Written exercise.
Everything from the line with "wet mud, dropping" to the end of the data should be restated word for word, and nothing before it.

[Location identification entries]
==*==

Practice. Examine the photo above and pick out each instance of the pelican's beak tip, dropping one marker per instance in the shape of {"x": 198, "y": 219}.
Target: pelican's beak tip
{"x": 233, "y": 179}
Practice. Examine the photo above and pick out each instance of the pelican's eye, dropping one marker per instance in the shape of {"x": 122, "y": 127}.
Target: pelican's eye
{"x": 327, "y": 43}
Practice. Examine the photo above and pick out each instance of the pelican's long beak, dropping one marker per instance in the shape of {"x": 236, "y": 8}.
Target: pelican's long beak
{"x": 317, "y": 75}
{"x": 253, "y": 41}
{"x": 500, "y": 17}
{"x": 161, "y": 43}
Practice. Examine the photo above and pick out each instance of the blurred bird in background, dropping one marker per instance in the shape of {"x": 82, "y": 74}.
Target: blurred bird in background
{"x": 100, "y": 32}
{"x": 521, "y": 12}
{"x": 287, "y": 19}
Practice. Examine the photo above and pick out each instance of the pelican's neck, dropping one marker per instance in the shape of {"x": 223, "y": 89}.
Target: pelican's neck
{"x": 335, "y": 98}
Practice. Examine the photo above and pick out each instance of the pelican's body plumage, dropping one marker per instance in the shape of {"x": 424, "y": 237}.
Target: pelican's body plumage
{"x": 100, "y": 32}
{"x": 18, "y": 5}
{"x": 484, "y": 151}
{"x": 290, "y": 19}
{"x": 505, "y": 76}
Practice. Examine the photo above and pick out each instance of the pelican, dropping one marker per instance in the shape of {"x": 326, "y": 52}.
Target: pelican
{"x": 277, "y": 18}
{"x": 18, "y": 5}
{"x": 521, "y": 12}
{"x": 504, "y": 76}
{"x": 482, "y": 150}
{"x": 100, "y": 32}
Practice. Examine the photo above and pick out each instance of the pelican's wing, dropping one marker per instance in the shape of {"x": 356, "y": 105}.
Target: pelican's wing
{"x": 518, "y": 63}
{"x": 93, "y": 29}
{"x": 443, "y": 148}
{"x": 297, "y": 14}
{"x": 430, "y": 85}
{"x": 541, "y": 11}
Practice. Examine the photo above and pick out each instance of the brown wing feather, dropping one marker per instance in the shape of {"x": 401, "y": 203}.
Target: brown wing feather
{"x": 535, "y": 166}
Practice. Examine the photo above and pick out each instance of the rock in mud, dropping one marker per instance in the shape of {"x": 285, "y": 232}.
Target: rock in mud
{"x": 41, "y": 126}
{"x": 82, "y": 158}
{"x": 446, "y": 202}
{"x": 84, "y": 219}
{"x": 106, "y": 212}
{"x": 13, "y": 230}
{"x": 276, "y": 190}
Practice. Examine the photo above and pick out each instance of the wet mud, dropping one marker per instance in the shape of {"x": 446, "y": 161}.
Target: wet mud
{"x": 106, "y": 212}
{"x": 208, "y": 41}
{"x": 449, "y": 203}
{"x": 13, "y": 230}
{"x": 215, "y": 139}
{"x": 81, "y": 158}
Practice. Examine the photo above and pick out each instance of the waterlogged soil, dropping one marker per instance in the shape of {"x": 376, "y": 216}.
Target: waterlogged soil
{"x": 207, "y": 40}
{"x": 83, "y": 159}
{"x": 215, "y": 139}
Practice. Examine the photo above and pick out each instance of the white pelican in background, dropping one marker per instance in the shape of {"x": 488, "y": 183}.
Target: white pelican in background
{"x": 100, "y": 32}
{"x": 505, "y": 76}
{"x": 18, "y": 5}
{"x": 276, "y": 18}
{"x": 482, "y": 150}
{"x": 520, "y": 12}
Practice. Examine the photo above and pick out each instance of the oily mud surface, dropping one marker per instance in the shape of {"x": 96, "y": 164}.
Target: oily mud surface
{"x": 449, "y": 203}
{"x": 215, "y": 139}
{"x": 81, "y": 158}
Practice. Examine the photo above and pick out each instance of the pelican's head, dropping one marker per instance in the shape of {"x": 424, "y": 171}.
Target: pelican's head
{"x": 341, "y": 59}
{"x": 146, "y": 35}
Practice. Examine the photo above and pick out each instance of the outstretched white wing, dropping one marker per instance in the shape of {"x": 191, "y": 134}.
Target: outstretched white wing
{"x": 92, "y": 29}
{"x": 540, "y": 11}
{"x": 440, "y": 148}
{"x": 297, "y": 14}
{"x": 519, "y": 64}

==*==

Output of the task.
Practice. Examine the photo above and pick out each instance of the wet mud, dropping one marker per instance in the shape of {"x": 446, "y": 161}.
Target: wet mud
{"x": 106, "y": 212}
{"x": 208, "y": 41}
{"x": 449, "y": 203}
{"x": 13, "y": 230}
{"x": 215, "y": 139}
{"x": 81, "y": 158}
Practice. Examine the photo above and pick out each instance of the waterlogged soil, dropping one marker per instance in the shape of {"x": 376, "y": 216}.
Target: waterlogged soil
{"x": 207, "y": 40}
{"x": 83, "y": 159}
{"x": 215, "y": 139}
Practice. Examine the photo above and pick out each instance of the white pelican in background, dropping one marker per instance in the shape of {"x": 488, "y": 183}.
Target: white pelican in background
{"x": 100, "y": 32}
{"x": 505, "y": 76}
{"x": 18, "y": 5}
{"x": 276, "y": 18}
{"x": 482, "y": 150}
{"x": 520, "y": 12}
Practice. Examine the photo above and pick out each instance of the oily mud surface, dropping one marker per instance in the shape of {"x": 96, "y": 164}.
Target: oily mud surface
{"x": 449, "y": 203}
{"x": 215, "y": 139}
{"x": 81, "y": 158}
Practice. Examine the photo above and pick out each instance of the pelican's head, dropping one marker per instance in the shape of {"x": 424, "y": 171}.
Target: pelican's head
{"x": 341, "y": 59}
{"x": 146, "y": 35}
Practice. Examine the photo above and pick out each instance of the outstretched white wing, dropping one marker per instance in the shape of {"x": 191, "y": 134}.
Target: outstretched white wing
{"x": 92, "y": 29}
{"x": 540, "y": 11}
{"x": 440, "y": 148}
{"x": 297, "y": 14}
{"x": 519, "y": 64}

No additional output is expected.